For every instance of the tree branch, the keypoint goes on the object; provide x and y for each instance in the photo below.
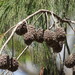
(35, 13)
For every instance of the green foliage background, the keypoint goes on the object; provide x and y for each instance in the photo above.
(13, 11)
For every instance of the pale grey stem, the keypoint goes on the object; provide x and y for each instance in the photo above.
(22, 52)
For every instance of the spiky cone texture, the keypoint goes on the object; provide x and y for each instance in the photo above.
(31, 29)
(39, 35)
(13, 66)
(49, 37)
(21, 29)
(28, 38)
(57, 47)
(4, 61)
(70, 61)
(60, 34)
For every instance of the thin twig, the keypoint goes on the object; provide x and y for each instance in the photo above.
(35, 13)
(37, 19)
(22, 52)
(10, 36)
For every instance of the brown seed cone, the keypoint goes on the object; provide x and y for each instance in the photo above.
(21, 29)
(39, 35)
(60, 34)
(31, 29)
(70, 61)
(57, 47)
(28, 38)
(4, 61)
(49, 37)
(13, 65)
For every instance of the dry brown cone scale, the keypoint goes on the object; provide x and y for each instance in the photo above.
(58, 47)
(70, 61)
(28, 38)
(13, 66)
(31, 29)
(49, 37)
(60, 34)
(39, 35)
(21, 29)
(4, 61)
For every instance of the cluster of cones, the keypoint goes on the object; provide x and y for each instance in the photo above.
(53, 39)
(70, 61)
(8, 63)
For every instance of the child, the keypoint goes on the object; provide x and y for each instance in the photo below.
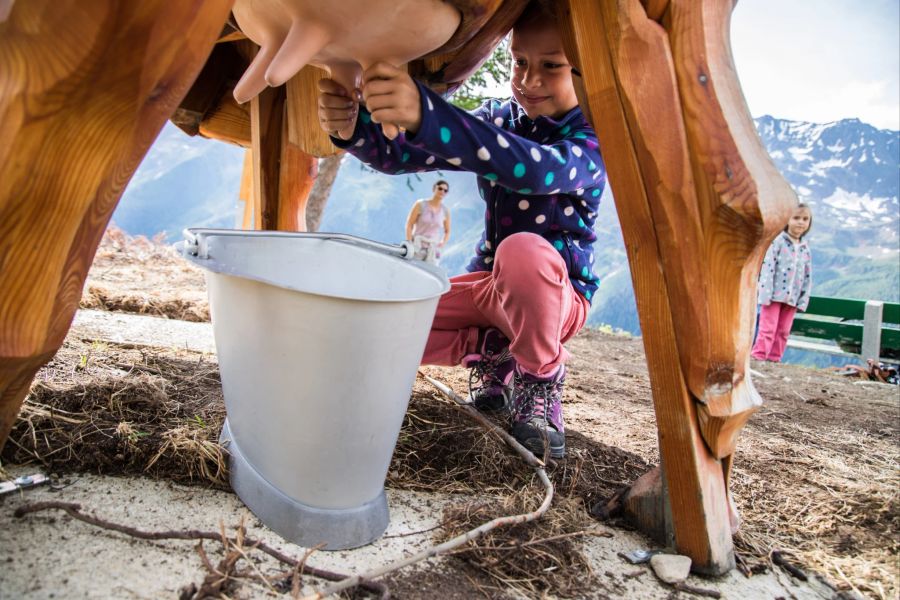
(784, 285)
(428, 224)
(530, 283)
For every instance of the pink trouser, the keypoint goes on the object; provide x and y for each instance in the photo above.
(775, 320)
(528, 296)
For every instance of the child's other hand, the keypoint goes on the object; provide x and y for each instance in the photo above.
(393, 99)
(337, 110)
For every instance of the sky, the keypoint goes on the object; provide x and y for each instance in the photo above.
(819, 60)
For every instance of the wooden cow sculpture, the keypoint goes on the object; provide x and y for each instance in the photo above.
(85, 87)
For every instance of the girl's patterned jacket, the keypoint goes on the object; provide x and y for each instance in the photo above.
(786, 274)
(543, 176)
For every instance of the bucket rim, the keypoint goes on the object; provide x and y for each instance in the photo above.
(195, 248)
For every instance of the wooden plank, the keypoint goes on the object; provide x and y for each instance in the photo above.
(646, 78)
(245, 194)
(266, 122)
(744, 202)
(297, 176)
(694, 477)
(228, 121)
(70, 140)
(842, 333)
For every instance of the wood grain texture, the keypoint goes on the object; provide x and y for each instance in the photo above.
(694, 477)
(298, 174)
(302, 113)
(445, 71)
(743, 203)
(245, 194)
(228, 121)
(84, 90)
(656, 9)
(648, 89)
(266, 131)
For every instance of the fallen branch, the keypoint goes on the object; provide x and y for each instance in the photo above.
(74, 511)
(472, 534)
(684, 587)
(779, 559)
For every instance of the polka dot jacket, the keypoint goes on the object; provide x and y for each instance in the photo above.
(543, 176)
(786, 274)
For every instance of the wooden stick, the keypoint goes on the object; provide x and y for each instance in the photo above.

^^^^

### [EXERCISE OBJECTIVE]
The answer must be the full listing, word for word, with no images in it.

### [WRITTEN REPLY]
For every instance of the tree branch, the keypoint goes on the object; provide x and y for each instance in the photo below.
(35, 13)
For every instance of the green foliage background, the keypoint goes on the object; provide x and y for each instance in the photo above.
(13, 11)
For every instance of the pale grey stem, the keypoint goes on the object; provide x and y for each instance in the photo above.
(22, 52)
For every instance of the spiky cone texture, the keypoint goes on the object; provide x and y for each instance in the photo above.
(31, 29)
(39, 35)
(13, 66)
(49, 37)
(21, 29)
(28, 38)
(57, 47)
(4, 61)
(70, 61)
(60, 34)
For every instance of the thin twig, the keypoint goes on the object; provide x and y for each instance in the photo above.
(35, 13)
(37, 19)
(22, 52)
(10, 36)
For every instance of the brown seed cone, the keypoint goes on the object; provide x and y for each instance in the photo above.
(21, 29)
(39, 35)
(60, 34)
(31, 29)
(70, 61)
(57, 47)
(28, 38)
(4, 61)
(49, 37)
(13, 65)
For every instance of the dry brown cone scale, the keypoint goes on the object; provide x and y for each instance in the photo above.
(58, 47)
(70, 61)
(28, 38)
(13, 66)
(31, 29)
(49, 37)
(60, 34)
(39, 35)
(21, 29)
(4, 61)
For every instance of the cluster of cones, the keypoint goes on the object; provide x and y for each instance in the photo above.
(53, 39)
(70, 61)
(8, 63)
For every instance of the child, the keypoint goes on the object; provide x and y for each instance in the photo below.
(784, 285)
(428, 224)
(530, 283)
For every instance of the pink trouser, the keypoint goes on the object; provide x and y for each instance in the photo above.
(775, 320)
(528, 296)
For every instance of the child's other hand, the keypoint goes on the object; provide x and y for each instance in the photo above.
(393, 99)
(337, 110)
For every instance of the sky, the keypoint goes on the object; provide x and y for each instance in the photo above.
(819, 60)
For every instance of the wooden cow sculpture, the keypoint goes on the object; provide x and y for each instance in the photo above.
(85, 87)
For every instance of the girl's patterned jacket, the keypoint goes on the object; provide x and y for each instance in the photo above.
(786, 274)
(543, 176)
For every instance of the bucket rim, the keypoint goes on the object; provide x and y for each instance in the photo above.
(195, 248)
For every instance of the wooden plank, the keypoint goes on the object; provide x and y for each instance in the photo above.
(646, 78)
(245, 194)
(266, 122)
(744, 202)
(297, 176)
(694, 477)
(228, 121)
(70, 140)
(842, 333)
For every instance of the wood grain texture, the keypoint goes on the object; provide x and y for each instance in the photo above.
(694, 477)
(298, 174)
(302, 113)
(445, 71)
(743, 203)
(245, 194)
(228, 121)
(84, 90)
(656, 9)
(648, 89)
(266, 131)
For every instance of the fallen branch, the keypoint goes on the object; provide x and y for each instance in the photo above.
(74, 511)
(472, 534)
(684, 587)
(779, 559)
For every instance of the polka dot jacket, the keypoint goes on the object; provide x and y for each instance in the photo above.
(543, 176)
(786, 274)
For every instance of the wooden stick, the keypoint goes on the object; provide x and y for each instance in the photo above.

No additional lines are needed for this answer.